[Aim of the task]
Please rewrite the records from the start through the line with "[[52, 401]]", putting "church" in place of "cathedral" and leaving everything else unchanged. Omit the pictures from your answer.

[Listing]
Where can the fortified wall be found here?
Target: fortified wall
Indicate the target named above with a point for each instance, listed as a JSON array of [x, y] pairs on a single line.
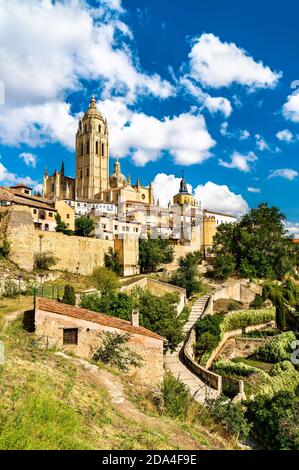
[[75, 254]]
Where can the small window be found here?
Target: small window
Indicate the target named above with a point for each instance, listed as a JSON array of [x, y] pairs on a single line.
[[70, 336]]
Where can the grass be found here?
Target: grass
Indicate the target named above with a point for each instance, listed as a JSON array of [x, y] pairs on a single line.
[[48, 402], [12, 305]]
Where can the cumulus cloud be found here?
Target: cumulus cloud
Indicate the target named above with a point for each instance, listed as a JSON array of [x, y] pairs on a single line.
[[28, 158], [290, 109], [239, 161], [213, 104], [211, 196], [145, 138], [220, 64], [286, 173], [250, 189], [285, 135], [219, 198], [8, 178]]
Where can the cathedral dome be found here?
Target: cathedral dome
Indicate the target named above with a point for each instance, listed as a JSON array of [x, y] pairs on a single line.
[[117, 179]]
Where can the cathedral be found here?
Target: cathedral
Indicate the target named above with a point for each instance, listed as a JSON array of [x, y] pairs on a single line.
[[92, 182]]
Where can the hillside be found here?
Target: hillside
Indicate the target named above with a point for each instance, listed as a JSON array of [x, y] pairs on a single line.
[[52, 401]]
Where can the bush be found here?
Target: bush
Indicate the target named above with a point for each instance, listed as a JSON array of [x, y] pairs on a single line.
[[104, 280], [187, 275], [114, 352], [4, 248], [230, 415], [278, 349], [258, 302], [177, 398], [69, 296], [112, 261], [10, 290], [44, 261]]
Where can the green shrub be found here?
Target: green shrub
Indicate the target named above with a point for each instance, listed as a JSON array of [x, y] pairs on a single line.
[[115, 352], [177, 398], [278, 349], [69, 296], [275, 420], [4, 248], [230, 415], [11, 289]]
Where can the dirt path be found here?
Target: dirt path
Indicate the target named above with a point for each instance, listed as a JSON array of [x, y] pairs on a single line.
[[115, 389]]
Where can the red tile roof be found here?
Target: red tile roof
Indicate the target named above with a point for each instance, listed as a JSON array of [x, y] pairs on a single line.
[[94, 317]]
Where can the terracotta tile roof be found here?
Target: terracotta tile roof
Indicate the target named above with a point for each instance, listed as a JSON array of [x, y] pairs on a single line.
[[94, 317]]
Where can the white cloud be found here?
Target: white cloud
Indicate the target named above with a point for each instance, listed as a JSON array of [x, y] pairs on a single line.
[[212, 196], [290, 109], [217, 64], [219, 198], [6, 177], [250, 189], [145, 138], [28, 158], [293, 228], [214, 104], [286, 173], [165, 187], [239, 161], [285, 135], [261, 143], [47, 48]]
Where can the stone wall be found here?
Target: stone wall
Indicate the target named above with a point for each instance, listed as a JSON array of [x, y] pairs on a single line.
[[49, 329]]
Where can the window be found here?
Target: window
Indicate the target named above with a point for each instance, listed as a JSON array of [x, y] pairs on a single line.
[[70, 336]]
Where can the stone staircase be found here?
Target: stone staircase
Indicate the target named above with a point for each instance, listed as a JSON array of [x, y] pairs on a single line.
[[174, 361]]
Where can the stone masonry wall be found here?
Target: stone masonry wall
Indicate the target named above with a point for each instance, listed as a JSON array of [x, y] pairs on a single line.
[[49, 329]]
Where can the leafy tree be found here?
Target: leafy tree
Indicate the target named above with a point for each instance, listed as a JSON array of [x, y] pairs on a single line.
[[84, 226], [153, 252], [187, 275], [258, 246], [112, 261], [104, 280], [69, 296], [114, 351], [61, 226], [4, 248], [275, 420]]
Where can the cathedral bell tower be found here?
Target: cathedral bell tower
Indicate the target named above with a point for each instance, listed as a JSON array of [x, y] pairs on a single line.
[[92, 154]]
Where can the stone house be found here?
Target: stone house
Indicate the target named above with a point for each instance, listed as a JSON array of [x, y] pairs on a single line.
[[78, 331]]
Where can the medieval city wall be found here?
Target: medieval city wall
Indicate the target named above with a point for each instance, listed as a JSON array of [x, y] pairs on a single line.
[[74, 254]]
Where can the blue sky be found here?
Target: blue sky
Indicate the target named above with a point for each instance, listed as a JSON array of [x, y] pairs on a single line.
[[194, 85]]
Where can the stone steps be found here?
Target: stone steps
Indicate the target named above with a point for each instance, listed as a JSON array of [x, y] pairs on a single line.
[[198, 389]]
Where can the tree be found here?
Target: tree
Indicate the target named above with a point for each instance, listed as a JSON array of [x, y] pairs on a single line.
[[187, 275], [258, 246], [104, 280], [69, 296], [112, 261], [61, 226], [154, 252], [84, 226]]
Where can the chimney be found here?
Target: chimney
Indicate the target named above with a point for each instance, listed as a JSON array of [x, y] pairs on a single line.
[[135, 317]]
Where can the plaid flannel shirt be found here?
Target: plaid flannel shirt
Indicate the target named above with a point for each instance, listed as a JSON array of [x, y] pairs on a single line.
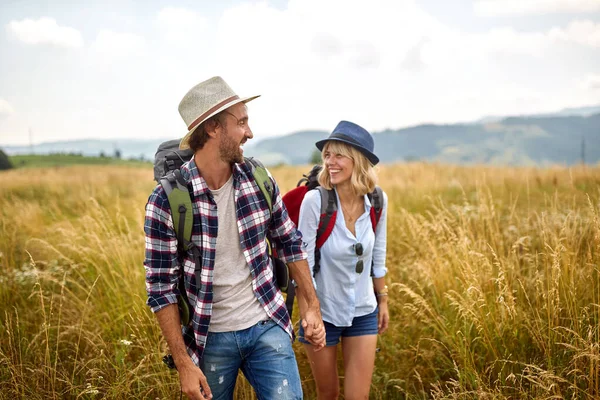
[[255, 222]]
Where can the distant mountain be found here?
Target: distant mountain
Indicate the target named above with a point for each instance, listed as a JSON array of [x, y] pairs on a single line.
[[511, 141], [533, 140], [566, 112]]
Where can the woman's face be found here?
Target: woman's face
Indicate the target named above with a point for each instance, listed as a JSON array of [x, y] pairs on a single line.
[[338, 166]]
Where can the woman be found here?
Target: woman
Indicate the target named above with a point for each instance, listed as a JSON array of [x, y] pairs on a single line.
[[353, 300]]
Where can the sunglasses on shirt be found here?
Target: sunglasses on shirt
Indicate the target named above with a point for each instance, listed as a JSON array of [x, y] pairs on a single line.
[[360, 266]]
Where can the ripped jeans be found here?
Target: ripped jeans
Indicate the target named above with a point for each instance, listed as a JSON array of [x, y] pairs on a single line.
[[264, 354]]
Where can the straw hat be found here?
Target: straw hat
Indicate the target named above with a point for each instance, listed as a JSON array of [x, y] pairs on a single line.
[[205, 100]]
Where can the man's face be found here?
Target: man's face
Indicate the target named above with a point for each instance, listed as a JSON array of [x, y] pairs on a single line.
[[234, 134]]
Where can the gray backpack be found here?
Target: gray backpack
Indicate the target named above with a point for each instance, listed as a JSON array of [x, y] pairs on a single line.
[[167, 163]]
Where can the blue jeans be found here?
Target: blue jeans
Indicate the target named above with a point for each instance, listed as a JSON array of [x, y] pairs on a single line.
[[264, 354]]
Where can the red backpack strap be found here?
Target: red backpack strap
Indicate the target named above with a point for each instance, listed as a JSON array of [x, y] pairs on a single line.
[[328, 213], [293, 200], [376, 199], [326, 222]]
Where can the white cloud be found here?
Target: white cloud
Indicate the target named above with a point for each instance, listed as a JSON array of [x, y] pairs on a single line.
[[5, 108], [591, 82], [585, 33], [180, 25], [530, 7], [109, 44], [45, 31]]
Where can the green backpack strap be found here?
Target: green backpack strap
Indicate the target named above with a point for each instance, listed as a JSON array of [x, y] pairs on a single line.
[[262, 179], [180, 201]]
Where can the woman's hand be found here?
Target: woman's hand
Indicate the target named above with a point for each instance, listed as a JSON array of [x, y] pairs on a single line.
[[383, 316]]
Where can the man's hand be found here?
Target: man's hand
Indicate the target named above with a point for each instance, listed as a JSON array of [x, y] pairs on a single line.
[[314, 330], [193, 382], [310, 309]]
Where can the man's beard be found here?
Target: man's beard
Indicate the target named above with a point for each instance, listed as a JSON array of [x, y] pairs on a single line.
[[229, 151]]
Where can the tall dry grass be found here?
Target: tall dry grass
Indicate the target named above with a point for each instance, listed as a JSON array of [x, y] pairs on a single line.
[[493, 275]]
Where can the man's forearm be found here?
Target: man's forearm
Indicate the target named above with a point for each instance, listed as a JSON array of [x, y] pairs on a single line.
[[305, 291], [170, 325]]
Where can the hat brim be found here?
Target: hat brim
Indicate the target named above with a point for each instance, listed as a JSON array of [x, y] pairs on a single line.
[[370, 156], [184, 143]]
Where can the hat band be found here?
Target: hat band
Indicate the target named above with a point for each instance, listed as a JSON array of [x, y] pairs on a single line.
[[347, 138], [210, 111]]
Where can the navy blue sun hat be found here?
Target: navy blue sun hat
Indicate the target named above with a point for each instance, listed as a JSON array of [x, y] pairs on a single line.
[[354, 135]]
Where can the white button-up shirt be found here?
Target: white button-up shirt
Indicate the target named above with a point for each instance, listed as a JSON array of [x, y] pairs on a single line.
[[343, 293]]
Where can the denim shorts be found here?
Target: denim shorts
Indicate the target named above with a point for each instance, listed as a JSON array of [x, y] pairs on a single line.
[[361, 326]]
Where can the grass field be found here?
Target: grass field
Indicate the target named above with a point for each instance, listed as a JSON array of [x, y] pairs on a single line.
[[63, 160], [493, 275]]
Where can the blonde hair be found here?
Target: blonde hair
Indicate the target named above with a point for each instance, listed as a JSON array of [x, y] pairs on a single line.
[[364, 176]]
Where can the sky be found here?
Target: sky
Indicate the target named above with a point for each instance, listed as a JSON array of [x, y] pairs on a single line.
[[118, 69]]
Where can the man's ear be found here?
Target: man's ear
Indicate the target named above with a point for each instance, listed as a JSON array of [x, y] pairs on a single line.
[[213, 127]]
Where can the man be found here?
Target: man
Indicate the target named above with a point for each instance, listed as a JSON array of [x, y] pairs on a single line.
[[238, 315]]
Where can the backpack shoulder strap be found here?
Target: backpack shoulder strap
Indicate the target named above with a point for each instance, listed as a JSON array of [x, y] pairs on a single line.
[[326, 223], [181, 205], [262, 179], [328, 212], [376, 199], [180, 202]]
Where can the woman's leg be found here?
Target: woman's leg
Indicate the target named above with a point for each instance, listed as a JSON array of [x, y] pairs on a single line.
[[323, 364], [359, 362]]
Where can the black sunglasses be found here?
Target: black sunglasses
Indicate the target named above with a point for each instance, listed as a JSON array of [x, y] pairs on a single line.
[[360, 265]]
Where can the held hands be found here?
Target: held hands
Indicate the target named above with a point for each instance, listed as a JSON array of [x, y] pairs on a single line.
[[314, 330], [194, 383], [383, 317]]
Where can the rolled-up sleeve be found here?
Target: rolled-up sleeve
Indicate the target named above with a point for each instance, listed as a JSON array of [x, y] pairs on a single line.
[[282, 231], [160, 262], [379, 249]]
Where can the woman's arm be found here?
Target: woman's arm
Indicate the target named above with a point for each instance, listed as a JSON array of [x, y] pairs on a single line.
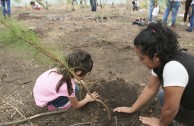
[[78, 104], [172, 97], [148, 92]]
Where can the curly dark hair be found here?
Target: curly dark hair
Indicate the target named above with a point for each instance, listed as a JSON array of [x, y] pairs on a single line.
[[79, 60], [158, 40]]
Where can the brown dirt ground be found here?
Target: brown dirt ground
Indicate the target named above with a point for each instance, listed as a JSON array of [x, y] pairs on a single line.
[[117, 75]]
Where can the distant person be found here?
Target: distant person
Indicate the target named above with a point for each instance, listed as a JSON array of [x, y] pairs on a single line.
[[153, 4], [35, 5], [93, 5], [171, 6], [135, 5], [56, 88], [6, 7], [187, 6], [172, 77], [191, 11]]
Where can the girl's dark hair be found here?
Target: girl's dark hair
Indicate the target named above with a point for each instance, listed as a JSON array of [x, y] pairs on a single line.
[[158, 40], [78, 60], [32, 2]]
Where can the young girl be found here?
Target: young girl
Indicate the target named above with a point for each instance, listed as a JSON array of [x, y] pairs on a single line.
[[56, 88], [172, 69]]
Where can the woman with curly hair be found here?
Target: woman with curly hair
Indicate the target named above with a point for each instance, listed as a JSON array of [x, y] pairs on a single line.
[[172, 69]]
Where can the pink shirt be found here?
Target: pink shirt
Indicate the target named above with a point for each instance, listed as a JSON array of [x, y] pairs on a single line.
[[45, 88]]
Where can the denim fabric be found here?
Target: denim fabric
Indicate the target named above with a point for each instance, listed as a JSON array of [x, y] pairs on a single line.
[[62, 100], [93, 5], [183, 116], [151, 8], [192, 19], [173, 7], [5, 3]]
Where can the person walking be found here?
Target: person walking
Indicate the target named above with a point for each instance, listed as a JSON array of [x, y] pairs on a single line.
[[93, 5], [187, 5], [191, 9], [153, 4], [171, 6], [6, 7]]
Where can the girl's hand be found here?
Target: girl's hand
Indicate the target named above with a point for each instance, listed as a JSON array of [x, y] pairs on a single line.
[[123, 109], [89, 98]]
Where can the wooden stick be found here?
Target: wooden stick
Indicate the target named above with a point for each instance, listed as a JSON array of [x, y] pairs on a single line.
[[77, 124], [3, 100], [17, 111], [31, 117]]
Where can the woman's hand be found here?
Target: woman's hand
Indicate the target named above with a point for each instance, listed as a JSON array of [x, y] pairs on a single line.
[[94, 96], [124, 109], [149, 121]]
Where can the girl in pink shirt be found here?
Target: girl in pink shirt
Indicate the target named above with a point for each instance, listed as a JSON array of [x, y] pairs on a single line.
[[56, 87]]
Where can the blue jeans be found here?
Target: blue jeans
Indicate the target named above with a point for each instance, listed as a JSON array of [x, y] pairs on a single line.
[[62, 100], [173, 7], [192, 19], [8, 10], [151, 8], [93, 5], [183, 116]]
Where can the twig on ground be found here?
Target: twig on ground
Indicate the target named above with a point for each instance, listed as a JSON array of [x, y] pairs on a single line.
[[77, 124], [17, 111], [2, 100], [32, 117]]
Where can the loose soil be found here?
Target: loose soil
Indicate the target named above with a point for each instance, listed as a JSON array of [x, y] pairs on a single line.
[[117, 75]]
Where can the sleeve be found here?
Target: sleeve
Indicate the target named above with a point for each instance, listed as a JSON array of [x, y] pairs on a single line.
[[153, 73], [175, 74]]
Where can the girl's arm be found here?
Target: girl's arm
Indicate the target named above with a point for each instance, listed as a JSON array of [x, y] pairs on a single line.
[[172, 97], [148, 92], [78, 104]]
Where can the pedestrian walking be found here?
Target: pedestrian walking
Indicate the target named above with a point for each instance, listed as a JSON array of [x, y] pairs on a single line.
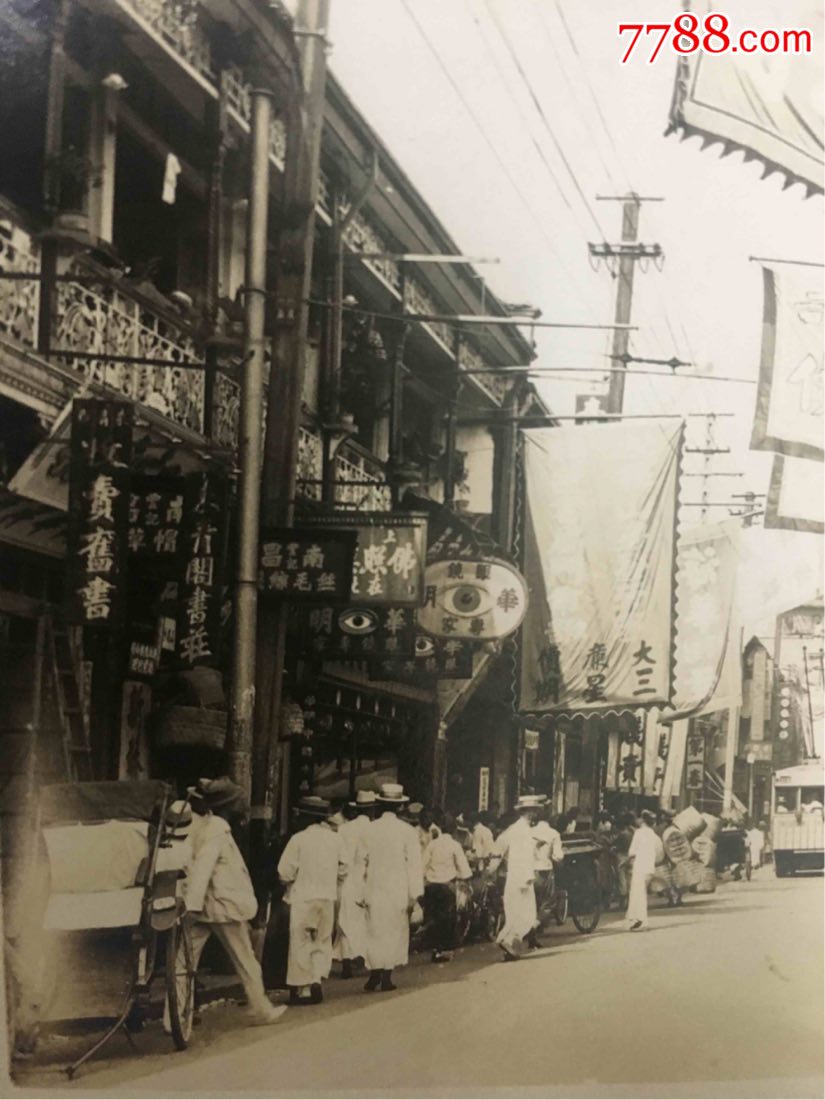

[Problem solution]
Where can the fortified wall be found here?
Target: fortified wall
Indicate the target named above with a point for each instance, listed as a JSON array of [x, y] pairs on a single line.
[[75, 254]]
Where can the small window be found here?
Target: small window
Indicate the target named above with a point for each instance, listed as a JSON array of [x, y] pairs on a single line.
[[70, 336]]
Where can the grass be found here?
Target: grass
Indicate the target named above with a point for each instance, listed as a JSON array of [x, y] pairs on a single line.
[[48, 402], [12, 305]]
Where can the cumulus cloud be found here?
Target: cumulus cloud
Indicate the target named above with a point for each instance, listed as a JSON array of [x, y] pairs on a single line.
[[28, 158], [290, 109], [239, 161], [213, 104], [211, 196], [145, 138], [220, 64], [286, 173], [250, 189], [285, 135], [219, 198], [8, 178]]
Where can the church dome be found here?
Target: church dome
Indicate the target named above with a point for each instance, listed as a JSON array of [x, y] pairs on a single line.
[[117, 179]]
Where can the church be found here?
Target: church
Indicate the target named above with a point for each instance, listed as a JSON array of [x, y] pairs on a single line.
[[92, 182]]
Where can the hillside be found here?
Target: hillside
Indicate the target named above with a point for each instance, listed as a JSON array of [x, y] pairs on a single line.
[[52, 401]]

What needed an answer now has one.